• Texte:

= = = = =

L’histoire de la RD Congo n’est que la longue suite de déprédations dont ses richesses naturelles et son capital humain ont fait l’objet des convoitises. En effet, ces ressources naturelles ont fait l’objet de troc, de contrebande et de trafic enrichissant les groupes armés. Elles ont toujours exacerbé les convoitises des pays voisins et limitrophes. C’est ce qui expliquait l’occupation des provinces à l’Est, 1996 et 2002, ainsi que les luttes fratricides sur le sol congolais, à Kisangani.
Les milliards de dollars tirés des trafics d’ivoire, d’or et de bois, financent des dizaines de groupes armés dans l’est de la République démocratique du Congo et y alimentent les conflits chroniques, indique un rapport de l’ONU publié vendredi. « Des groupes criminels internationaux militarisés sont impliqués dans des trafics à grande échelle » de « minerais, d’or, de bois, de charbon et de produits issus de la faune sauvage tels que l’ivoire », rapportant jusqu’à 1,3 milliard de dollars chaque année, selon ce rapport du Programme de l’Environnement de l’ONU (Pnue), basé à Nairobi.
Ces bénéfices financent – selon les diverses estimations – entre 25 et 49 groupes armés congolais et « alimentent de façon croissante les conflits » dans cette région où des rébellions sèment la terreur et le chaos depuis 20 ans parmi les populations locales, poursuit le Pnue. Le trafic d’or constitue le plus gros de ces recettes illégales, rapportant jusqu’à 120 millions de dollars annuels. Le contrôle des zones les plus riches en minerais (or, étain, coltan…) est un des enjeux alimentant l’instabilité chronique entretenue par diverses milices dans l’Est du Congo – en Province-Orientale, au Nord-Kivu et au Sud-Kivu et au Katanga – régions dont de vastes parts échappent à l’autorité de Kinshasa.

= = = = =

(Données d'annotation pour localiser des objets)

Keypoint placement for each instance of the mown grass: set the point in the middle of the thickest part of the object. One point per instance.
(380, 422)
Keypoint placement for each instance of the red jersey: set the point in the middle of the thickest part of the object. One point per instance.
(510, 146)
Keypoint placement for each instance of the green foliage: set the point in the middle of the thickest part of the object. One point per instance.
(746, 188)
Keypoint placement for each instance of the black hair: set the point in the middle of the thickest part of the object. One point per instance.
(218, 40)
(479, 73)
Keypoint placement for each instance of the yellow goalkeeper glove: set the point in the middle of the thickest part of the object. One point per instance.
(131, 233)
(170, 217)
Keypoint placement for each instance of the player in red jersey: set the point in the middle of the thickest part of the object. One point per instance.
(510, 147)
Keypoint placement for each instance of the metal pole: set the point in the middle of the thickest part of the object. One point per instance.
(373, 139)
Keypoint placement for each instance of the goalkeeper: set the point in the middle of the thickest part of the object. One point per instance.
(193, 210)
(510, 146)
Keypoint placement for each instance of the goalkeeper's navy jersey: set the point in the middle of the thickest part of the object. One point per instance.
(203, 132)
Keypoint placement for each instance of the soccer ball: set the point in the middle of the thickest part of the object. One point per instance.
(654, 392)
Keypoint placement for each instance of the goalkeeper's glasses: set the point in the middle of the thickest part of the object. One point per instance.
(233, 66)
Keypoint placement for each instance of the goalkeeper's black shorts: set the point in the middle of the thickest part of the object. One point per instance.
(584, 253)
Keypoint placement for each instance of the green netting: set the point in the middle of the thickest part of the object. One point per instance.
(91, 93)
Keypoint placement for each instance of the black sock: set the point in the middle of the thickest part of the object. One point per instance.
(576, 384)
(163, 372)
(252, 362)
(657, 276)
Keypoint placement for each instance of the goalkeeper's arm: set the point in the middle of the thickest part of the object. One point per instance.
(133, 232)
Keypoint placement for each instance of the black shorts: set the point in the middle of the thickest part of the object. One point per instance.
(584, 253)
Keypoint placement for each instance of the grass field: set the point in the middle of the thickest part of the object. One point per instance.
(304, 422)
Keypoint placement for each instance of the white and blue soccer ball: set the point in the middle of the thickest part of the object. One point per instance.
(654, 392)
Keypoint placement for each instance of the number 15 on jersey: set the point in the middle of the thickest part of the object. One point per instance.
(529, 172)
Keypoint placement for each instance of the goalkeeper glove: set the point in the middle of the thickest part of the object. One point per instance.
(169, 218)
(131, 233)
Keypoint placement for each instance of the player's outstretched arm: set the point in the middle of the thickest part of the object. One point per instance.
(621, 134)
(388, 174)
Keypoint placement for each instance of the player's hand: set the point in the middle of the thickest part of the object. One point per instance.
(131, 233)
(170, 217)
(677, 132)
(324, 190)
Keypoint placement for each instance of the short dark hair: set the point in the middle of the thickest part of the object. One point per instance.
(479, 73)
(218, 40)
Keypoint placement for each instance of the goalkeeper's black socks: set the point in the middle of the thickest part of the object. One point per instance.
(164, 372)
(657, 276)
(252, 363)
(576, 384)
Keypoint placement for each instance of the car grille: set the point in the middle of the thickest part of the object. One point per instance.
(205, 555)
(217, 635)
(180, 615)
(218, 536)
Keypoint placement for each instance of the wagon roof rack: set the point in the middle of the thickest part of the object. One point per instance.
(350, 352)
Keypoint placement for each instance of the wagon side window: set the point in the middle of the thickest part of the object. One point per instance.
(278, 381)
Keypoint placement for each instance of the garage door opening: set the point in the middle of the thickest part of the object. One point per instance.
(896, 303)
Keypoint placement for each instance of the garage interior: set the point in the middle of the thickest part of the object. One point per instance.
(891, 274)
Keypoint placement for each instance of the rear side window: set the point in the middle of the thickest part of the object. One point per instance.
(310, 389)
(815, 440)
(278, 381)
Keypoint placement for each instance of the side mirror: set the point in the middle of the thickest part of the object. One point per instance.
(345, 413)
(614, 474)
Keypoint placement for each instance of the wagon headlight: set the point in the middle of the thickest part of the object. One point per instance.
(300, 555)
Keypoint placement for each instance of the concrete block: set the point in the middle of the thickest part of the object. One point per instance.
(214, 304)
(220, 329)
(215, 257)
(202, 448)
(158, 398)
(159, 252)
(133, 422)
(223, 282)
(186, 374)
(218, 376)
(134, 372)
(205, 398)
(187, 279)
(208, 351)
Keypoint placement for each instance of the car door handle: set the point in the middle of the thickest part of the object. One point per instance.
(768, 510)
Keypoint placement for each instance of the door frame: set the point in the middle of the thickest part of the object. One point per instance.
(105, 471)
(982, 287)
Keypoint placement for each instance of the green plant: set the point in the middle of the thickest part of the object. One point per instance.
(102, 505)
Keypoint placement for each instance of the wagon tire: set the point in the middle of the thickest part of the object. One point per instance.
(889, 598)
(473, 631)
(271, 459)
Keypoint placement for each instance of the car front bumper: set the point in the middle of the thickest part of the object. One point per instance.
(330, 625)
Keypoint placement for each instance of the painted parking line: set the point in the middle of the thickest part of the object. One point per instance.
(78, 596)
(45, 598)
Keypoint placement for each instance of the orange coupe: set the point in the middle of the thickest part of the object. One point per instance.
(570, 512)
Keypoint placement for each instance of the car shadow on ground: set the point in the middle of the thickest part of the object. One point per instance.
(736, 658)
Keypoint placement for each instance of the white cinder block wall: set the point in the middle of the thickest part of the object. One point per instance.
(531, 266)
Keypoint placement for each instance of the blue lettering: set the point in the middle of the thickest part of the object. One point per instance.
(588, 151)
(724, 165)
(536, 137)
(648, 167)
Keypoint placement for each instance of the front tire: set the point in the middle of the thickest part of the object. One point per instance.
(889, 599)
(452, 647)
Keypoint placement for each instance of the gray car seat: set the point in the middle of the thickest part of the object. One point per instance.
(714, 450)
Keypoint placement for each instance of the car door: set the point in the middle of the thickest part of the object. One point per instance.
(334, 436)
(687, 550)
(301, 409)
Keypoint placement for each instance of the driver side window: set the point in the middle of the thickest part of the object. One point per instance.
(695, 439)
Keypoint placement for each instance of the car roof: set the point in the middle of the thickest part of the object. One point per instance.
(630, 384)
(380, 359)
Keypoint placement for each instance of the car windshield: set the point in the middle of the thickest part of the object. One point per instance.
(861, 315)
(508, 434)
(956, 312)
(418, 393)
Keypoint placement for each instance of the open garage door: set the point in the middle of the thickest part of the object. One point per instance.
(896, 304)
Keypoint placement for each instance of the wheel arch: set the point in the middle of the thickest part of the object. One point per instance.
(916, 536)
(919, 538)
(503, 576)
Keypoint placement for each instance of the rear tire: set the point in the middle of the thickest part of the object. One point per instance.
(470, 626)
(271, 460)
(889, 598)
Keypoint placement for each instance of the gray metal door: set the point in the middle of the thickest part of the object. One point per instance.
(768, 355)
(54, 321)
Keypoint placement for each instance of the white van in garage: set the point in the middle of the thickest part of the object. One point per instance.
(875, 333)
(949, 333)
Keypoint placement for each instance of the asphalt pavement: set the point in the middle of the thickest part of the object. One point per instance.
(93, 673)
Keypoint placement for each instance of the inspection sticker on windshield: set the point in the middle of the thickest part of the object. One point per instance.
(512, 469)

= = = = =

• Consignes:
a) D'après le texte sur les richesses du Congo, combien le trafic d'or rapporte-t-il chaque année ?
b) Traduisez en anglais cette phrase du texte sur les richesses du Congo : « En effet, ces ressources naturelles ont fait l’objet de troc, de contrebande et de trafic enrichissant les groupes armés. »
c) Reprenez le texte sur les richesses du Congo à la suite de sa dernière phrase.
Ces enregistrements viennent d'une autre source.

• Réponses:
a) Jusqu'à 120 millions de dollars par an.

b) Indeed, these natural resources have been the object of barter, smuggling and trafficking that enriched the armed groups.

c)
« Ces fonds captés par des gangs criminels (…) auraient pu être utilisés pour bâtir des écoles, des routes, des hôpitaux et un avenir au peuple congolais », a souligné Martin Kobler, le chef de la Mission de l’ONU en RDC (Monusco), la plus importante mission de maintien de la paix des Nations unies dans le monde en terme d’effectifs, dont le budget annuel s’élève 1,4 milliard de dollars.
« Imaginez si nous pouvions dépenser des centaines de millions de dollars de ces recettes envolées, subtilisées par les gangs criminels dans l’est de la RDC pour payer des professeurs, des médecins et promouvoir les affaires et le tourisme. Nous devons transformer l’or en taxes et ces taxes en développement pour un avenir prospère », a-t-il estimé.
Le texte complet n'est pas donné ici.